▶ _PREGUNTAS PLANTEADAS_:
**A.** Según el texto sobre segundo de bachillerato, ¿qué depende del éxito en ese nivel?
**B.** ¿Cómo se traduce al inglés esta oración del texto sobre segundo de bachillerato: "A veces llega gente a 2º de bachillerato que no debería haber llegado, y se dejan notar."?
**C.** Resume de forma más breve el párrafo del texto sobre segundo de bachillerato que empieza por "Se es demasiado contemplativo", conservando sus datos principales.

▶ _TEXTO PROPORCIONADO_:
^^^^^^^^

Segundo de bachillerato, sobre todo, es un curso duro, difícil, y muy comprometido
para muchos alumnos. Del éxito en este nivel depende que se pueda ir a la
universidad o a hacer un ciclo formativo superior. No es nada fácil. El
esfuerzo requerido es muy superior al que se exige en primero de bachiller, por
lo que la mayoría de los alumnos notan una gran presión docente, a la que no
están acostumbrados, después del “paseo” que supone, para personas equilibradas
y de inteligencia normal, el cursar la secundaria obligatoria (ESO). La mayoría están voluntariamente en el
bachillerato. Pero hay una minoría que suelen estar a la fuerza o por no tener
nada mejor que hacer en sus vidas. Y en otras ocasiones, perteneciendo a una minoría más minoría aún,
nos encontramos en los centros con individualidades que son difíciles de asumir
y encajar en la dinámica docente habitual, incluso para el resto de sus
compañeros. A veces llega gente a 2º de bachillerato que no debería haber
llegado, y se dejan notar. Y eso es, en buena parte, culpa nuestra, de los
docentes.
Se es demasiado contemplativo y condescendiente pensando
erróneamente que si se les exige y deja por el camino se les hace un daño irreparable. Y no es así. Esa
pequeña proporción de alumnado que sin esforzarse en absoluto, ni quererlo
hacer en el futuro, que no demuestra ni el más mínimo interés (y en
algunas ocasiones con intenciones poco claras y honestas), cohabita en una clase cualquiera distorsionando
por completo la buena dinámica académica interna que suele y debe haber. Y el daño que
generan lo pagan otros, cual “daño colateral”, resultando muy complejo poner una solución eficaz.

^^^^^^^^

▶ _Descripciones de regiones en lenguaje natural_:
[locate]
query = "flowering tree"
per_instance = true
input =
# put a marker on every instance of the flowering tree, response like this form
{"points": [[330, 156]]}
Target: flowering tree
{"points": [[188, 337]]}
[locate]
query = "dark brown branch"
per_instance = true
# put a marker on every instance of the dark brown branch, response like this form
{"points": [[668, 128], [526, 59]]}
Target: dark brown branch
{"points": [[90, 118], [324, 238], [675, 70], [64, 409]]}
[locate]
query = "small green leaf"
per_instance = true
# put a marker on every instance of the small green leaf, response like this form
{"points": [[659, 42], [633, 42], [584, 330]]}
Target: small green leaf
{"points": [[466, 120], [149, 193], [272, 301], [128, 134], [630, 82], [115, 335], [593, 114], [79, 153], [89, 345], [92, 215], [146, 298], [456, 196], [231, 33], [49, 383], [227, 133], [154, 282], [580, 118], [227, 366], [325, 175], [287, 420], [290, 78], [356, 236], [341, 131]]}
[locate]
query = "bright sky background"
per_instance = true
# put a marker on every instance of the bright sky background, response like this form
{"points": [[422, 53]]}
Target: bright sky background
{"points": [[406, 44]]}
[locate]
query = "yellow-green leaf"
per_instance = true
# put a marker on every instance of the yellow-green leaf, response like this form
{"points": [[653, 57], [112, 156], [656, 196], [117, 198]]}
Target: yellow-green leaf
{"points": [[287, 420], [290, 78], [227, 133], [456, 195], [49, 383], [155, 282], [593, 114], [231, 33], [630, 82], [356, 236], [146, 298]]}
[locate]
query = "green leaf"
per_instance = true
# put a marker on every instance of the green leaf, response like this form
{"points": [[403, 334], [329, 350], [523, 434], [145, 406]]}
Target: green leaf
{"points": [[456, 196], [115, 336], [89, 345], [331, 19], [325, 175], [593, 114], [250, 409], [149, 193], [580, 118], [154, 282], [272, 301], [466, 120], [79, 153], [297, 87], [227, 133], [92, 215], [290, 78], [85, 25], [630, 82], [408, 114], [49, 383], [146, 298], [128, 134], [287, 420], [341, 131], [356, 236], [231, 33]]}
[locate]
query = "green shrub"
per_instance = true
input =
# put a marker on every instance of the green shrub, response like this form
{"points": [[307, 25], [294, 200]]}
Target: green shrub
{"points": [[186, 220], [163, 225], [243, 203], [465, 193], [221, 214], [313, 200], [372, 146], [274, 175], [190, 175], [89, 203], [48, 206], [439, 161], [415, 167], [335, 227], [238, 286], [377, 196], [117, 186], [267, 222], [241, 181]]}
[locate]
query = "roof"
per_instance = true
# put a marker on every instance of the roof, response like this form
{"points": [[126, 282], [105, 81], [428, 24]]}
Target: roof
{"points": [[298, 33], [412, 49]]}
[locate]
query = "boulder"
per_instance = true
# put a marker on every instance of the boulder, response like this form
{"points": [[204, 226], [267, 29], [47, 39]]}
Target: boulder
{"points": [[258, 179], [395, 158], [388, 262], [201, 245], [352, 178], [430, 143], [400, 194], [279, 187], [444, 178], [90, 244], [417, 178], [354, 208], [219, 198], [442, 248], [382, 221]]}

^^^^^^^^

▶ _RESPUESTAS NUMERADAS_:
**A.** Poder ir a la universidad o hacer un ciclo formativo superior.

**B.** Sometimes people reach the second year of bachillerato who should not have gotten there, and they make themselves noticed.

**C.** Se es demasiado contemplativo y condescendiente al creer, erróneamente, que exigir a estos alumnos y dejarlos por el camino les causa un daño irreparable. Una pequeña proporción del alumnado, sin esfuerzo ni el más mínimo interés, distorsiona por completo la dinámica académica de la clase. El daño lo pagan otros como "daño colateral", y es muy complejo darle una solución eficaz.